### Passage provided
Jun 29, 2011

Dahi Bhindi

Mor kulambu, Gujarathi Kadhi, Rajaasthani Kadhi, Dahi Bhindi! How many yoghurt based dishes and a lot similar in preparation! However twisting any of the above even a little, needs a name change!



I have adopted the dahi bhindi recipe from here. I guess I can blindly follow any recipe from this site and trust it will turn out fabulous!

To make this we need:

a tbsp coriander powder
a tsp cumin powder
2 tsp besan powder
1/2 tsp black pepper powder
1 1/2 cup think yogurt
salt to taste
1/2 tsp turmeric powder
2 cloves of garlic, chopped
few chillies (green should be good, i had to use red though :()
cumin and mustard seeds for tempering
200 gms of bhindi, washed and dry (Pat dry with a kitchen towel, cut them into big pieces and fry in a tsp of oil for 3-4 mins. I also added a little bit of salt and a pinch of turmeric powder.. Leaves a nice aroma while frying)
1 big onion, chopped (The original recipe din't have this, Though I couldn't imagine this without onions, so...)



Method:

Heat some oil in a pan and add the mustard and cumin seeds, once the mustard seeds splutter, add the red chillies, onions, garlic and ginger and fry for a little bit.  Add the turmeric powder, coriander powder, cumin powder and besan powder and fry for a while.. Just till it leaves aroma.. Add the prepared bhindi, fry for a few mins and add diluted yogurt. Adjust the seasoning and cook for 10-15 more mins.. Serve with piping hot rotis or rice!



Jun 28, 2011

Butternut Squash and Zucchini Fried Rice

This one is a perfect Lunch box recipe. I have used zucchini and butternut squash(Oh! I seem to have become a fan and regular eater of butternut squash! what to do. It is firm.. or soft.. or mushy.., depending on how long I leave it on the stove, and every time it turns out perfect and tastes so good and blends well with everything!). Its very quick and easy to make too! Cooking rice is in fact the most time consuming part in this preparation.

Zucchini and Butternut squash can be substituted with any available veggies, But of course, I cannot guarantee that they will not be look spoilers! 

Zucchini and Buttercup fried rice with Beetroot Raitha..
To make this we need:


1 tbsp butter
salt and olive oil as required
A tbsp of Light soy sauce
chopped butternut squash and Zucchini
Julienne onions and some shallots
few garlic cloves, chopped
slit green chillies and black pepper as required
cooked rice 3 cups


A Closer look of the fried rice!
Heat a pan and splash in some olive oil and butter. Fry the onions, shallots (Yes, don' even bother about tempering, remember this is not a traditional dish? ;)) chillies and garlic and add in the chopped veggies. add in the soy sauce and cook till the veggies are done. add the black pepper and mix with cooked rice. 
And, Voila we are ready to serve! I did with some beetroot raitha.


Beet root raitha recipe: Mix a cup of grated beets with curd, salt and black pepper powder as required.


Do not miss out the butter and soy sauce. Essential for the flavor!

Passion Fruit!


Malaysian Veg curry



I had been eating out in Malaysian and Thai recipes quite a few times in the past weeks/months and that inspired me to try this one. Especially I love the Pad see ew jay, Pad Thai jay and Thai green curry, besides this Malaysian veg curry. Original recipe can be found here


I should first mention that its not very authentic. I had to twist the original recipe to make it completely vegetarian and suit the available ingredients.

### Material
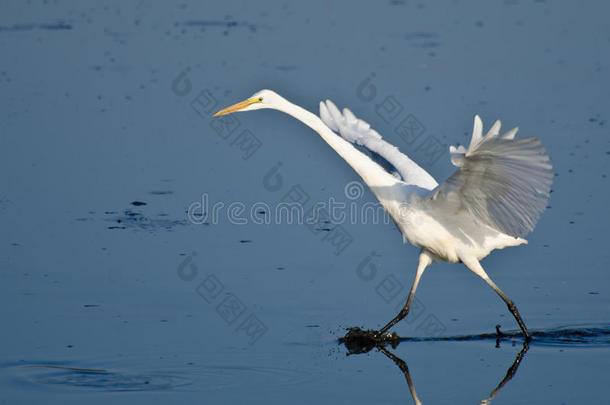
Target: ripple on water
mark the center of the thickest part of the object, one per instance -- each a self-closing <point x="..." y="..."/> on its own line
<point x="189" y="377"/>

### Goal of the exercise
According to the recipe blog, which step takes the most time when making the butternut squash and zucchini fried rice?

### Complete output
Cooking the rice.